**Your assignment**
All entries must be repeated exactly; do not include the pictures.
Top of Recorded information
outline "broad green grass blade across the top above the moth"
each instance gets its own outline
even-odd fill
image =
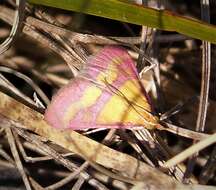
[[[160,30],[176,31],[216,44],[216,26],[169,11],[151,9],[126,0],[28,0],[30,3],[110,18]]]

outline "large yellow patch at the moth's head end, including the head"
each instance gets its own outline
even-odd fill
[[[151,106],[137,80],[126,81],[119,91],[125,98],[114,94],[98,115],[97,123],[143,125],[147,128],[153,128],[158,123],[157,117],[151,114]]]

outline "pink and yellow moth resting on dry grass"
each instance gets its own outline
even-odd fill
[[[127,51],[107,46],[52,98],[45,120],[55,128],[153,129],[158,117]]]

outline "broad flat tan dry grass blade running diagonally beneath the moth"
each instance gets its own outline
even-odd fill
[[[25,127],[26,129],[32,130],[56,144],[83,156],[90,163],[96,162],[105,167],[113,168],[116,171],[124,173],[124,175],[127,175],[128,177],[136,177],[136,180],[138,181],[144,180],[145,184],[150,183],[154,188],[158,189],[159,187],[161,188],[161,186],[164,186],[164,188],[170,190],[179,189],[180,187],[191,189],[191,186],[181,185],[165,174],[162,174],[158,170],[149,167],[145,163],[138,161],[129,155],[117,152],[82,136],[81,134],[74,131],[59,131],[51,128],[44,122],[41,114],[18,103],[7,95],[0,93],[0,98],[0,112],[4,116],[1,117],[2,124],[7,120],[7,122],[12,122],[15,126]],[[153,181],[154,183],[152,184]],[[195,186],[194,189],[196,189]],[[211,187],[206,186],[205,189],[211,189]]]

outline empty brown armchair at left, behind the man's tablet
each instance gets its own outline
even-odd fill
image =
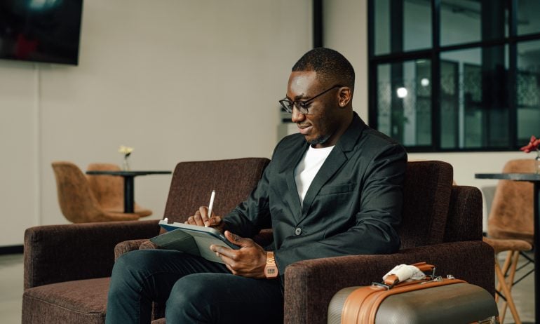
[[[178,163],[165,215],[183,222],[208,203],[212,189],[218,193],[214,210],[224,215],[248,196],[268,163],[268,158]],[[157,220],[27,229],[22,323],[104,323],[114,246],[147,241],[159,231]]]

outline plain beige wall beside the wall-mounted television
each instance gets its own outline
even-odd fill
[[[67,223],[51,161],[120,163],[120,144],[139,170],[269,157],[311,11],[311,0],[84,1],[79,66],[0,60],[0,246]],[[169,183],[135,179],[151,218]]]

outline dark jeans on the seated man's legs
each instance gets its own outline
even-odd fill
[[[150,323],[166,302],[167,324],[282,323],[279,280],[234,276],[220,263],[175,250],[135,250],[112,271],[105,323]]]

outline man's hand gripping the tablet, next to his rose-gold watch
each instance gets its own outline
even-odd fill
[[[210,250],[221,257],[227,268],[236,276],[248,278],[266,278],[264,266],[266,266],[266,251],[250,238],[241,238],[230,231],[225,231],[225,237],[239,250],[225,248],[220,245],[210,245]]]

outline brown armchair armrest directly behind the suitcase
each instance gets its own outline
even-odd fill
[[[494,251],[482,241],[400,250],[391,255],[351,255],[296,262],[285,269],[284,323],[327,323],[328,304],[340,289],[370,285],[397,264],[425,261],[494,295]]]

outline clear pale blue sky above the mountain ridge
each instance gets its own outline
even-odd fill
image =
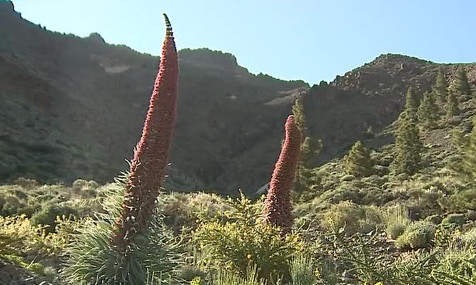
[[[53,31],[160,54],[162,12],[178,48],[233,53],[252,73],[332,81],[382,53],[476,61],[474,0],[14,0]]]

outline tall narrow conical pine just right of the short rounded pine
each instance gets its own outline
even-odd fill
[[[398,119],[398,128],[395,134],[395,160],[393,168],[397,173],[413,175],[422,165],[422,142],[417,127],[415,103],[412,101],[413,90],[407,92],[405,110]]]

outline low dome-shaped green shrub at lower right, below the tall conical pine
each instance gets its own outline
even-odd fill
[[[421,249],[428,247],[435,237],[435,224],[420,221],[410,224],[395,241],[398,249]]]

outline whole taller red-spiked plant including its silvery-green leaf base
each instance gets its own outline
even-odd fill
[[[160,283],[172,279],[183,262],[180,242],[154,214],[168,165],[178,89],[177,51],[165,19],[161,65],[131,169],[107,186],[103,212],[83,221],[71,237],[62,272],[69,284]]]

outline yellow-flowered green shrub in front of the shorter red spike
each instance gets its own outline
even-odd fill
[[[203,222],[193,232],[193,243],[202,252],[200,264],[206,268],[229,269],[245,276],[255,266],[258,276],[268,281],[279,276],[289,279],[289,261],[303,250],[296,234],[280,236],[280,230],[260,222],[261,205],[243,195],[228,199],[226,220]]]

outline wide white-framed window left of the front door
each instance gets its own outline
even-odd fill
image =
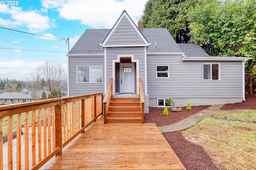
[[[102,83],[102,66],[77,66],[76,82]]]

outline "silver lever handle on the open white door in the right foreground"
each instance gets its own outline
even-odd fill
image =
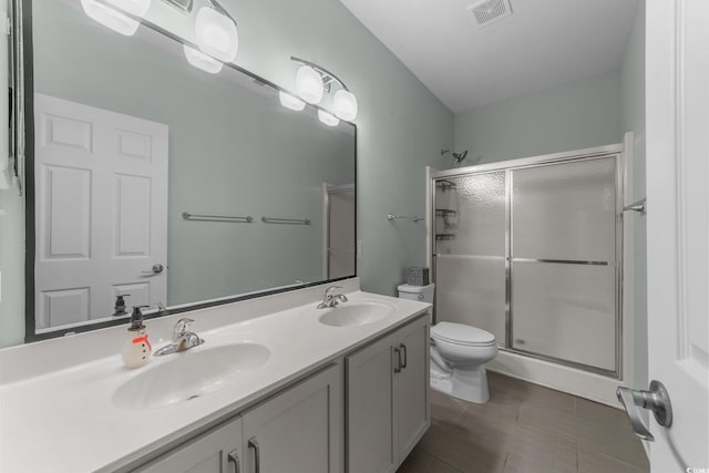
[[[669,394],[665,385],[656,380],[650,382],[649,391],[640,391],[630,388],[618,388],[616,390],[618,400],[623,403],[630,425],[637,436],[649,442],[655,441],[655,436],[643,423],[640,419],[640,410],[649,409],[655,414],[655,420],[664,428],[672,425],[672,404],[669,401]]]

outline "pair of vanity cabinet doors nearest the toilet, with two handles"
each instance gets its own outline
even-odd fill
[[[395,472],[431,424],[429,316],[346,358],[347,472]]]

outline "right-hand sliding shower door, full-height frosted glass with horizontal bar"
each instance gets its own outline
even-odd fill
[[[616,167],[511,171],[511,348],[617,371]]]

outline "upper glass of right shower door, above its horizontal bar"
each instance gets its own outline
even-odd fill
[[[615,261],[615,158],[512,173],[515,258]]]

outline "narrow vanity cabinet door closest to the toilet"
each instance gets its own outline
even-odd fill
[[[431,425],[429,407],[429,318],[423,317],[397,332],[401,372],[397,374],[397,446],[407,457]]]

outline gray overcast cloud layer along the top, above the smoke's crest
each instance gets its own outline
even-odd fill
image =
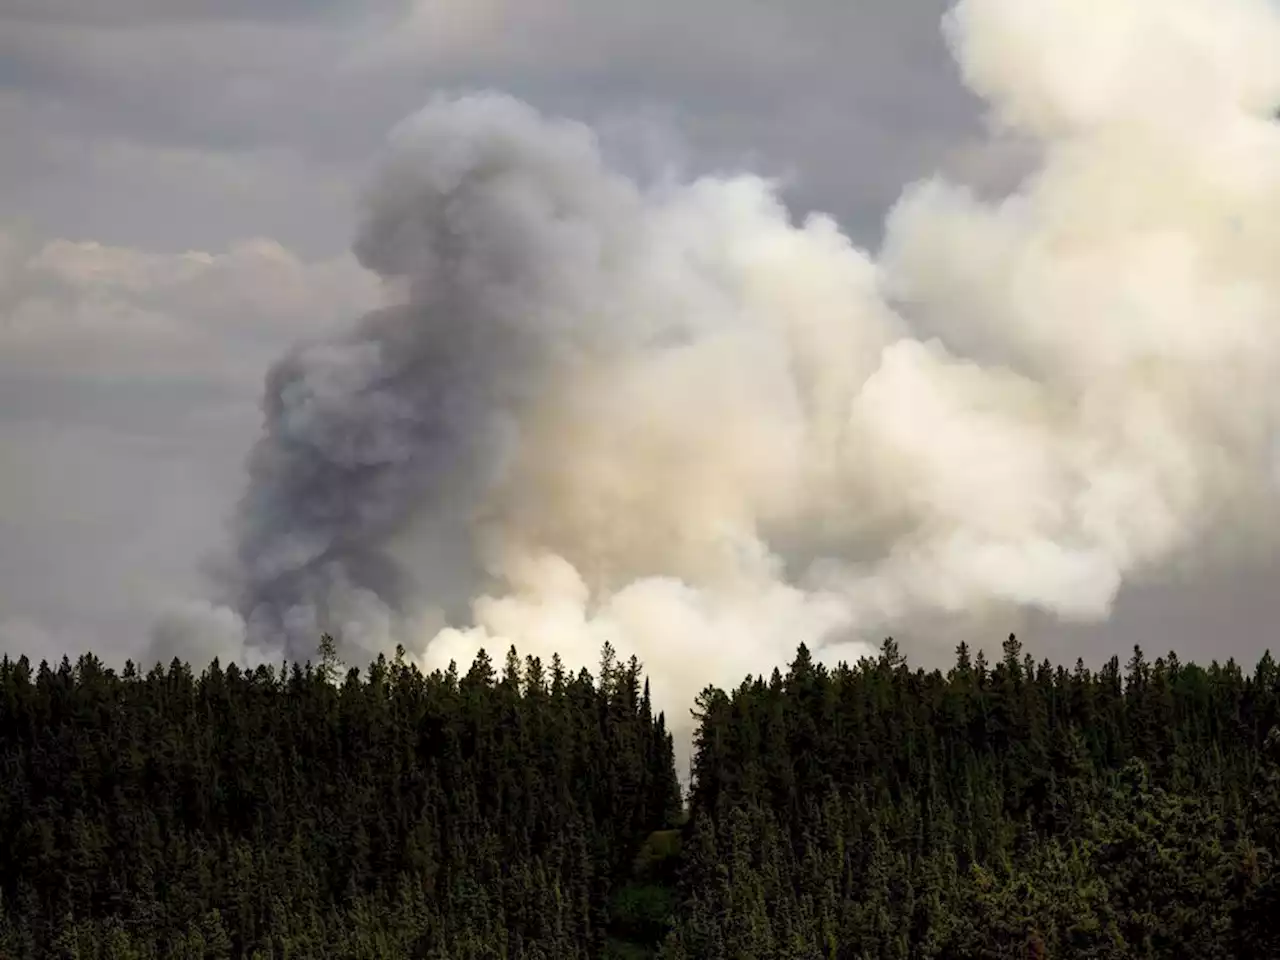
[[[38,18],[6,6],[0,202],[54,236],[216,247],[251,232],[333,252],[349,196],[317,195],[362,179],[384,132],[430,92],[495,87],[593,125],[660,110],[690,168],[788,174],[799,206],[873,232],[904,173],[977,129],[943,6],[806,0],[783,17],[723,0],[433,0],[289,18],[273,10],[297,5],[265,3],[198,22],[198,4],[165,17],[125,0]],[[68,188],[81,196],[61,200]]]

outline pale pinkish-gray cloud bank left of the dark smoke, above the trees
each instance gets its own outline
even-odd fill
[[[137,655],[160,605],[207,589],[266,367],[376,284],[265,241],[0,251],[0,639]]]

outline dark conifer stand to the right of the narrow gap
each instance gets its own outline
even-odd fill
[[[1280,672],[961,646],[699,698],[667,960],[1280,957]]]

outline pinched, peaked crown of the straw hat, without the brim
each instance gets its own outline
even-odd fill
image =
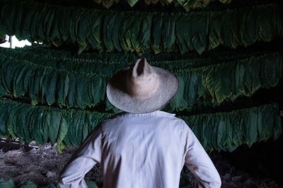
[[[138,59],[127,75],[127,93],[134,98],[151,97],[158,88],[158,75],[146,59]]]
Bottom of Recorded information
**Answer for the task**
outline "broad green grass blade across the top above the moth"
each instance gets its own outline
even-odd fill
image =
[[[160,30],[176,31],[216,44],[216,26],[169,11],[151,9],[126,0],[28,0],[30,3],[110,18]]]

outline "large yellow patch at the moth's head end, including the head"
each instance gets its own outline
even-odd fill
[[[151,106],[137,80],[126,81],[119,91],[125,98],[114,94],[98,115],[97,123],[143,125],[147,128],[153,128],[158,123],[157,117],[151,114]]]

outline "pink and yellow moth resting on dry grass"
each instance gets its own outline
even-odd fill
[[[127,51],[107,46],[52,98],[45,120],[55,128],[153,129],[158,117]]]

outline "broad flat tan dry grass blade running diagonally beneath the moth"
each instance gets its own outline
even-odd fill
[[[25,127],[26,129],[32,130],[56,144],[83,156],[90,163],[96,162],[105,167],[113,168],[116,171],[124,173],[124,175],[127,175],[128,177],[136,177],[136,180],[138,181],[144,180],[145,184],[150,183],[154,188],[158,189],[159,187],[161,188],[161,186],[164,186],[164,188],[170,190],[179,189],[180,187],[191,189],[191,186],[181,185],[165,174],[162,174],[158,170],[149,167],[145,163],[138,161],[129,155],[117,152],[82,136],[81,134],[74,131],[59,131],[51,128],[44,122],[41,114],[18,103],[7,95],[0,93],[0,98],[0,112],[4,116],[1,117],[2,124],[7,120],[7,122],[12,122],[15,126]],[[153,181],[154,183],[152,184]],[[195,186],[194,189],[196,189]],[[211,187],[206,186],[205,189],[211,189]]]

outline empty brown armchair at left, behind the man's tablet
each instance gets its own outline
even-odd fill
image =
[[[178,163],[165,215],[183,222],[208,203],[212,189],[218,193],[214,210],[224,215],[248,196],[268,163],[268,158]],[[157,220],[27,229],[22,323],[104,323],[114,246],[147,241],[159,231]]]

outline plain beige wall beside the wall-mounted television
each instance gets its own outline
even-odd fill
[[[67,223],[51,161],[120,163],[120,144],[139,170],[269,157],[311,11],[311,0],[84,1],[79,66],[0,60],[0,246]],[[169,183],[135,179],[151,218]]]

outline dark jeans on the seated man's legs
each instance gets its own outline
even-odd fill
[[[150,323],[166,302],[167,324],[282,323],[279,280],[234,276],[220,263],[175,250],[135,250],[112,271],[105,323]]]

outline man's hand gripping the tablet, next to his rose-gold watch
each instance gets its own outline
even-odd fill
[[[210,250],[221,257],[227,268],[236,276],[248,278],[266,278],[264,266],[266,266],[266,251],[250,238],[241,238],[230,231],[225,231],[225,237],[239,250],[225,248],[220,245],[210,245]]]

outline brown armchair armrest directly behind the suitcase
each instance gets its own outline
even-odd fill
[[[494,251],[482,241],[400,250],[391,255],[351,255],[296,262],[285,269],[284,323],[327,323],[328,304],[340,289],[370,285],[397,264],[425,261],[494,295]]]

outline clear pale blue sky above the mountain ridge
each instance gets its own outline
even-odd fill
image =
[[[53,31],[160,54],[162,12],[178,48],[233,53],[252,73],[332,81],[382,53],[476,61],[474,0],[14,0]]]

outline tall narrow conical pine just right of the short rounded pine
each instance gets its own outline
even-odd fill
[[[398,119],[398,128],[395,134],[395,160],[393,168],[397,173],[413,175],[422,165],[422,142],[417,127],[415,103],[412,101],[413,90],[407,92],[405,110]]]

outline low dome-shaped green shrub at lower right, below the tall conical pine
each instance gets its own outline
even-odd fill
[[[421,249],[428,247],[435,237],[435,224],[420,221],[410,224],[395,241],[398,249]]]

outline whole taller red-spiked plant including its silvery-green leaf base
each instance gets its own outline
even-odd fill
[[[160,283],[172,279],[183,262],[180,242],[154,214],[168,165],[178,89],[177,51],[165,19],[161,65],[131,169],[107,186],[103,212],[83,221],[71,237],[62,272],[69,284]]]

outline yellow-flowered green shrub in front of the shorter red spike
each instance gets its own outline
even-odd fill
[[[203,222],[193,232],[193,243],[202,252],[200,264],[206,268],[229,269],[245,276],[255,266],[258,276],[268,281],[279,276],[289,279],[289,261],[303,250],[296,234],[280,236],[280,230],[260,222],[261,205],[243,195],[228,199],[226,220]]]

outline wide white-framed window left of the front door
each instance gets its own outline
even-odd fill
image =
[[[102,83],[102,66],[77,66],[76,82]]]

outline "silver lever handle on the open white door in the right foreground"
each instance gets its own outline
even-odd fill
image =
[[[669,394],[665,385],[656,380],[650,382],[649,391],[640,391],[630,388],[618,388],[616,390],[618,400],[623,403],[630,425],[637,436],[649,442],[655,441],[655,436],[643,423],[640,419],[640,410],[649,409],[655,414],[655,420],[664,428],[672,425],[672,404],[669,401]]]

outline "pair of vanity cabinet doors nearest the toilet, with two handles"
each instance gets its own outline
even-odd fill
[[[395,472],[431,424],[429,316],[346,358],[347,472]]]

outline "right-hand sliding shower door, full-height frosted glass with horizontal bar"
each instance gets its own outline
even-odd fill
[[[616,167],[511,171],[511,348],[617,371]]]

outline "upper glass of right shower door, above its horizontal bar"
each instance gets its own outline
even-odd fill
[[[615,261],[615,158],[512,173],[515,258]]]

outline "narrow vanity cabinet door closest to the toilet"
each instance gets its own outline
even-odd fill
[[[431,425],[429,407],[429,318],[423,317],[397,332],[401,372],[397,374],[397,446],[407,457]]]

outline gray overcast cloud layer along the top, above the smoke's crest
each instance gets its own outline
even-odd fill
image =
[[[38,18],[6,6],[0,202],[54,236],[216,247],[251,232],[333,252],[349,196],[317,195],[362,179],[384,132],[430,92],[495,87],[593,125],[660,110],[690,168],[788,174],[799,206],[873,232],[904,173],[977,129],[943,6],[806,0],[783,17],[723,0],[433,0],[289,18],[273,10],[297,5],[265,3],[198,22],[198,4],[165,17],[125,0]],[[68,188],[81,196],[61,200]]]

outline pale pinkish-gray cloud bank left of the dark smoke, above the trees
each instance gets its own outline
even-odd fill
[[[137,655],[160,605],[207,589],[266,367],[376,284],[265,241],[0,251],[0,639]]]

outline dark conifer stand to the right of the narrow gap
each instance gets its own outline
even-odd fill
[[[1280,672],[961,646],[699,698],[667,960],[1280,957]]]

outline pinched, peaked crown of the straw hat, without the brim
each instance gets its own outline
even-odd fill
image =
[[[138,59],[127,75],[127,93],[134,98],[151,97],[158,88],[158,75],[146,59]]]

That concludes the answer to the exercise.